* Exercise instructions *
Rewrite every line below, requests included, and shift each coordinate in the answer points by -30.

* Data *

::::::::

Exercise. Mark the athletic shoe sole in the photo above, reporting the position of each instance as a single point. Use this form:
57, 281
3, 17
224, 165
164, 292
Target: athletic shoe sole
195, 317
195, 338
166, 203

::::::::

* Reply *
Exercise. Mark the athletic shoe sole in the photo above, reporting the position of each instance as a single point. Use this form:
57, 281
3, 17
224, 165
164, 292
Target: athletic shoe sole
165, 287
165, 308
136, 173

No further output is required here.